> **Given passage**
Evaluations and estimates in the financial reports

Preparing financial reports in accordance with IFRS requires that management make evaluations, estimations and assumptions that affect the reported amounts for assets, liabilities, revenues and costs. The estimations and assumptions are based on historical experience and a number of other factors that may be considered relevant under the prevailing conditions. The actual outcome may deviate from these estimations and assumptions.

Evaluations made by management on the implementation of IFRS that have a significant impact on financial reports, and estimations made that could entail material adjustments in subsequent years' financial reports, are described in greater detail in Note 2 Critical estimates and judgments.

New standards, amendments and interpretations

A number of new standards, amendments to standards and interpretations of accounting standards have been applied in 2009.

IFRS 8 Operating Segments sets out the definition of operating segments and requirements for disclosure in the financial reports. In accordance with the standard the company shall adopt an approach based on the internal reporting structure and determine the segments based on that reporting structure. Swedish Match monitors and makes decision about operating matters based on product areas. For a more detailed description of the segments, see below under Reporting by Segments in this note.

Amendments to IAS 1 Presentation of Financial Statements set out a revised presentation of owner changes in equity and comprehensive income. Income and expense that previously was accounted for directly in equity is now accounted for in other comprehensive income which is presented in a separate report after the income statement. Prior periods have been restated in accordance with the new presentation. The revision does not change the recognition, measurement or disclosure of specific transactions.

Amendments to IFRS 7 Financial instruments: Disclosures set out additional disclosures for financial instruments valued at fair value in the balance sheet. These financial instruments are grouped in three classes according to the quality of the valuation method used to establish the fair value. In addition, the amendments have changed certain disclosures on liquidity risk. These disclosures are presented in Note 28 Financial instruments and financial risks.

Amendments to IAS 23 Borrowing Costs set out that borrowing costs directly pertaining to acquisition, construction or production of an asset that takes a substantial time to complete shall be capitalized. The amendment has not had a material impact on the financial report.

Amendments to IFRS 2 Share based payments concerning vesting conditions and cancellations, IFRIC 13 Customer Loyalty Programs, IFRIC 18 Transfers of Assets from Customers and Amendments to IFRIC 9 and IAS 39 Embedded Derivatives have not had an impact on the financial report.

> **Available data**
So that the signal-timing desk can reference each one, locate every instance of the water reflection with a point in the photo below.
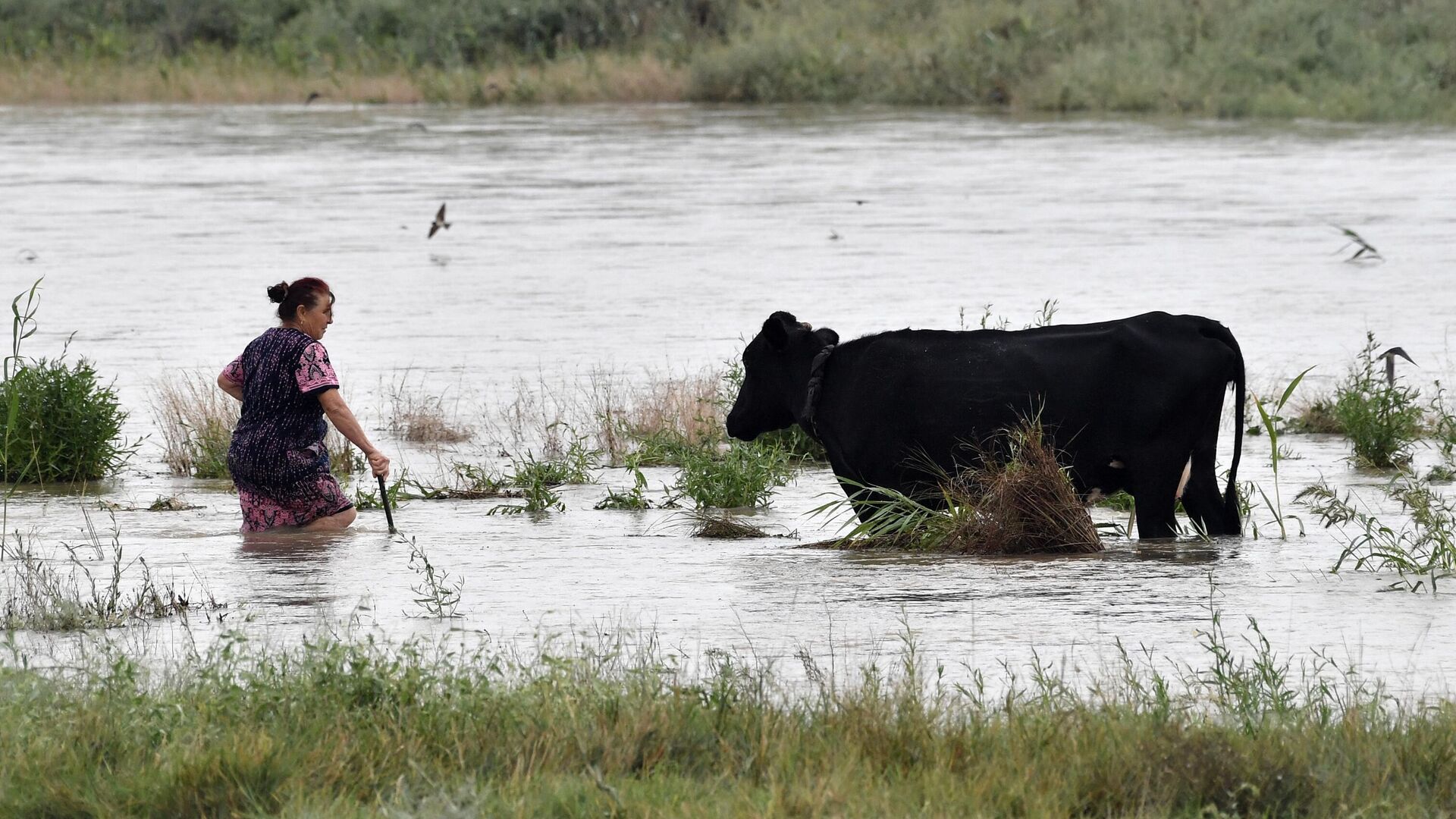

> **Problems to work on**
A – Using the accounting standards passage, say whether each statement agrees with it: (i) Prior periods were restated under the new IAS 1 presentation. (ii) The IAS 23 amendment had a material impact on the financial report. (iii) Swedish Match makes decisions about operating matters based on geographic regions. Answer yes or no for each and quote the words that settle it.
B – Write out again, word for word, everything in the accounting standards passage from "Preparing financial reports" down to "applied in 2009.".
Work only from the accounting standards passage, not from the lines.

> **Results for each task**
A –
(i) Yes: "Prior periods have been restated in accordance with the new presentation."
(ii) No: "The amendment has not had a material impact on the financial report."
(iii) No: "Swedish Match monitors and makes decision about operating matters based on product areas."

B –
Preparing financial reports in accordance with IFRS requires that management make evaluations, estimations and assumptions that affect the reported amounts for assets, liabilities, revenues and costs. The estimations and assumptions are based on historical experience and a number of other factors that may be considered relevant under the prevailing conditions. The actual outcome may deviate from these estimations and assumptions.

Evaluations made by management on the implementation of IFRS that have a significant impact on financial reports, and estimations made that could entail material adjustments in subsequent years' financial reports, are described in greater detail in Note 2 Critical estimates and judgments.

New standards, amendments and interpretations

A number of new standards, amendments to standards and interpretations of accounting standards have been applied in 2009.